PROMPT: From the line containing "</instance>" through the last line of the entries below, repeat each line word for word and leave out the rest.

(Extracted records)
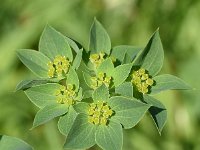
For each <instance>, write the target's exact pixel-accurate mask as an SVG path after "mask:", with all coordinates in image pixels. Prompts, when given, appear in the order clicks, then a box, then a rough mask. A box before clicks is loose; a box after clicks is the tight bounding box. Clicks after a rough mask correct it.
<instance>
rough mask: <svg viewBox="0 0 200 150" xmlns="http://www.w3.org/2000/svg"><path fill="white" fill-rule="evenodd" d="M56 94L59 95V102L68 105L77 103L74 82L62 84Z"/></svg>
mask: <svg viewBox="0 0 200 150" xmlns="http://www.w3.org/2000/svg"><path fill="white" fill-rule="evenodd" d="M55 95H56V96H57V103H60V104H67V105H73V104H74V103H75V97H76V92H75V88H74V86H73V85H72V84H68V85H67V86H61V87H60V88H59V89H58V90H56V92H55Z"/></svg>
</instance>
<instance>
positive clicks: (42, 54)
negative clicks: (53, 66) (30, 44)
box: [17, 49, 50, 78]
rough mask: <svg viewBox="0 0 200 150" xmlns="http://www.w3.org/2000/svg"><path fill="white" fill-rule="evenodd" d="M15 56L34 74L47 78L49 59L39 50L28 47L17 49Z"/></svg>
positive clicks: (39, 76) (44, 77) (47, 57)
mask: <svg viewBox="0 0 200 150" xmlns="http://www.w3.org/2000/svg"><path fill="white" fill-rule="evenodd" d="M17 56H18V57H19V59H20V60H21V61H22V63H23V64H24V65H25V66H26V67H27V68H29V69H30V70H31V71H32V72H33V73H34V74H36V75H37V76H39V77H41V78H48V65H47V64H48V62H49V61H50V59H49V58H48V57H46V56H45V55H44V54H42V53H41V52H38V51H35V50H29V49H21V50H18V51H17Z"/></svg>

COMPLETED TASK:
</instance>
<instance>
positive clicks: (42, 54)
negative clicks: (53, 66) (30, 44)
box: [17, 49, 50, 78]
rough mask: <svg viewBox="0 0 200 150" xmlns="http://www.w3.org/2000/svg"><path fill="white" fill-rule="evenodd" d="M15 56L34 74L47 78L49 59L39 50L28 47L17 49Z"/></svg>
positive clicks: (39, 76) (44, 77) (47, 57)
mask: <svg viewBox="0 0 200 150" xmlns="http://www.w3.org/2000/svg"><path fill="white" fill-rule="evenodd" d="M17 56H18V57H19V59H20V60H21V61H22V63H23V64H24V65H25V66H26V67H27V68H29V69H30V70H31V71H32V72H33V73H34V74H36V75H37V76H39V77H41V78H48V65H47V64H48V62H49V61H50V59H49V58H48V57H46V56H45V55H44V54H42V53H41V52H38V51H35V50H29V49H21V50H18V51H17Z"/></svg>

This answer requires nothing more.